Photo-based referring expression data:
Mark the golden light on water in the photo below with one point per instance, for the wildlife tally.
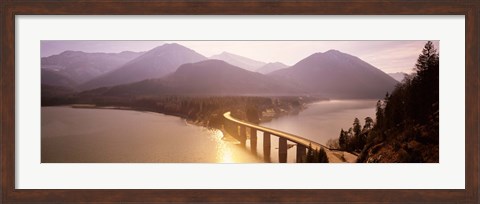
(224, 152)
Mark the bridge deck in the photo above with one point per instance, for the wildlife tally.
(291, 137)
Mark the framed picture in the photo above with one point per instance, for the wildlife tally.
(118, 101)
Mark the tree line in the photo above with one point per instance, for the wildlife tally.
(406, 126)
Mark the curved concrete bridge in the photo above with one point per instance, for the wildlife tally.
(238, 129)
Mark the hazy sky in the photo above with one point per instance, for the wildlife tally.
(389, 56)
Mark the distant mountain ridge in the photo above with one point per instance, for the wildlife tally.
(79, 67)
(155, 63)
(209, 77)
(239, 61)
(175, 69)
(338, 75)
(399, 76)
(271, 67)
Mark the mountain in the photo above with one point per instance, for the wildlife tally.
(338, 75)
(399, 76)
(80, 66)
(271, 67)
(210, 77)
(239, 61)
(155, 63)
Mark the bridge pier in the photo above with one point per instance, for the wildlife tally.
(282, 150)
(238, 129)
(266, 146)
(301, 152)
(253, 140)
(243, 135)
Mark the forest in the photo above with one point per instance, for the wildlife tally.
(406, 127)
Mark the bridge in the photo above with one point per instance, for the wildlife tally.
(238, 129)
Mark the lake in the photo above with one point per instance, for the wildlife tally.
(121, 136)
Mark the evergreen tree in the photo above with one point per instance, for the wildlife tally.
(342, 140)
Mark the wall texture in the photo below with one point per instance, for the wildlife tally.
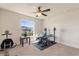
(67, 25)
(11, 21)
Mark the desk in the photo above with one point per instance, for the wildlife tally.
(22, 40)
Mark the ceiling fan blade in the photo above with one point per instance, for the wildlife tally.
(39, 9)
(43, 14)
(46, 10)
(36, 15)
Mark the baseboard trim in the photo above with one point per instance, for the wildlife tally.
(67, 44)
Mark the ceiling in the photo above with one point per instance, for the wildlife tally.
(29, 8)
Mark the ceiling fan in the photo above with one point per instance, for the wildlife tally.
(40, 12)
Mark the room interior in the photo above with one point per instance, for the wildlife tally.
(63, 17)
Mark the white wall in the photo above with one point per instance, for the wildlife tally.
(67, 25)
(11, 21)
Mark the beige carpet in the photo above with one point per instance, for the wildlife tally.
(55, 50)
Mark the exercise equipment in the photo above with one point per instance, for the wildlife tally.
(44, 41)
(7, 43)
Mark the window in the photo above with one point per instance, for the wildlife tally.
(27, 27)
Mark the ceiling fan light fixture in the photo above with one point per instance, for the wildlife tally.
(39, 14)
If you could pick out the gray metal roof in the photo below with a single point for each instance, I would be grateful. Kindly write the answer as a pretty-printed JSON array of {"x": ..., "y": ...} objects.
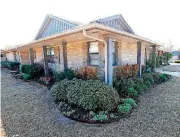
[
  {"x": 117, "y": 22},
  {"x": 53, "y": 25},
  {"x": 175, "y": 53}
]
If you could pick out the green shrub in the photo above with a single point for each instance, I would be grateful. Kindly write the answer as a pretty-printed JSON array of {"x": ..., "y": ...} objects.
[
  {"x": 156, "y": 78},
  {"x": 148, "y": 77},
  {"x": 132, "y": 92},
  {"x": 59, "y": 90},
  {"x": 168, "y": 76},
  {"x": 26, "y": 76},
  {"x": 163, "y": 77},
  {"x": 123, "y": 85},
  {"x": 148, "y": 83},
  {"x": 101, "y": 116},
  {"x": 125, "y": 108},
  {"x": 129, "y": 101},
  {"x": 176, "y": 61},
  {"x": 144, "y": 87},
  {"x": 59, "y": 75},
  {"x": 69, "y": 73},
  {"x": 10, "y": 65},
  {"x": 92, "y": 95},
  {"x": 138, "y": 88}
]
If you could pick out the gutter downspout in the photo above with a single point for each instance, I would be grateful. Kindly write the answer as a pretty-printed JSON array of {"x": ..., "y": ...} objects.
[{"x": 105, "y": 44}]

__WHAT TO DO__. Return the data exactly as it stands, minus the pictures.

__SOLUTION__.
Mark the golden light on water in the photo below with one point per instance, for the wildlife tally.
(224, 152)
Mark the bridge deck in the photo above with one point per instance, for the wildlife tally.
(291, 137)
Mark the framed picture in the photo above with one point per instance, for the wildlife tally.
(118, 101)
Mark the tree line in the photo above with one point per instance, for the wildlife tally.
(406, 126)
Mark the curved concrete bridge in the photo above with one point per instance, for the wildlife tally.
(238, 129)
Mark the hazy sky in the photo above with one point per instance, for the wildlife tally.
(389, 56)
Mark the distant mountain ridge in the photo above with one point per instance, for the wildlife tally.
(79, 67)
(155, 63)
(209, 77)
(239, 61)
(175, 69)
(338, 75)
(399, 76)
(271, 67)
Mark the mountain in the photo above with one point per instance, for the wildlife tally.
(338, 75)
(399, 76)
(80, 66)
(271, 67)
(210, 77)
(239, 61)
(155, 63)
Mark the bridge pier in the photo above with one point per instance, for the wildlife tally.
(282, 150)
(238, 129)
(266, 146)
(301, 152)
(253, 140)
(243, 135)
Mark the forest in the photo above with one point per instance, for the wildlife tally.
(406, 127)
Mark the bridge in the photo above with one point per instance, for the wildlife tally.
(238, 129)
Mark the lake in the photo above with one point per instance, for the wildlife tally.
(121, 136)
Mark the evergreen tree in the photo above with one point per instance, for the wildlife tally.
(342, 140)
Mark the wall texture in the photo below with one point per instance, for the wildlife tally.
(67, 25)
(11, 21)
Mark the desk in the photo above with one point per instance, for the wildlife tally.
(22, 40)
Mark the ceiling fan blade in the photo above with one point per instance, for the wildlife tally.
(39, 9)
(43, 14)
(46, 10)
(36, 15)
Mark the baseboard trim in the photo above with one point per instance, for the wildlife tally.
(67, 44)
Mark the ceiling in the photo above with one point per instance, for the wildlife tally.
(29, 8)
Mark the ceiling fan in the photo above with one point per instance, for the wildlife tally.
(40, 12)
Mark the room interior in the photo above with one point per instance, for the wildlife tally.
(63, 17)
Mark the white wall in the photo above with one point per instance, for the wildlife tally.
(67, 25)
(11, 21)
Mark the beige carpet in the photo above with one point per instance, for the wildlife tally.
(55, 50)
Mark the exercise equipment in the photo above with one point per instance, for the wildlife tally.
(44, 41)
(7, 43)
Mark the window in the photo above with one point per instance, for the wildlife tally.
(27, 27)
Mark the ceiling fan light fixture in the photo above with one point per instance, for the wildlife tally.
(39, 14)
If you could pick out the gray metal roof in the photo below with a single point for each instance, I would be grateful. Kindly write the answer as a pretty-printed JSON array of {"x": ..., "y": ...} objects.
[
  {"x": 117, "y": 22},
  {"x": 53, "y": 25},
  {"x": 175, "y": 53}
]
If you could pick out the green shrub in the photo above with a single point for each instance, I would be grateful. Kindly write the answer as a pretty-printed JSON array of {"x": ..., "y": ...} objects.
[
  {"x": 156, "y": 78},
  {"x": 148, "y": 77},
  {"x": 132, "y": 92},
  {"x": 59, "y": 90},
  {"x": 168, "y": 76},
  {"x": 26, "y": 76},
  {"x": 163, "y": 77},
  {"x": 123, "y": 85},
  {"x": 148, "y": 83},
  {"x": 101, "y": 116},
  {"x": 125, "y": 108},
  {"x": 129, "y": 101},
  {"x": 176, "y": 61},
  {"x": 144, "y": 87},
  {"x": 59, "y": 75},
  {"x": 69, "y": 73},
  {"x": 10, "y": 65},
  {"x": 92, "y": 95},
  {"x": 138, "y": 88}
]
If you could pick out the gutter downspout in the photo above with a single point for each instance, I would be grateful. Kindly write the answer as a pretty-printed JSON array of {"x": ..., "y": ...} objects.
[{"x": 105, "y": 44}]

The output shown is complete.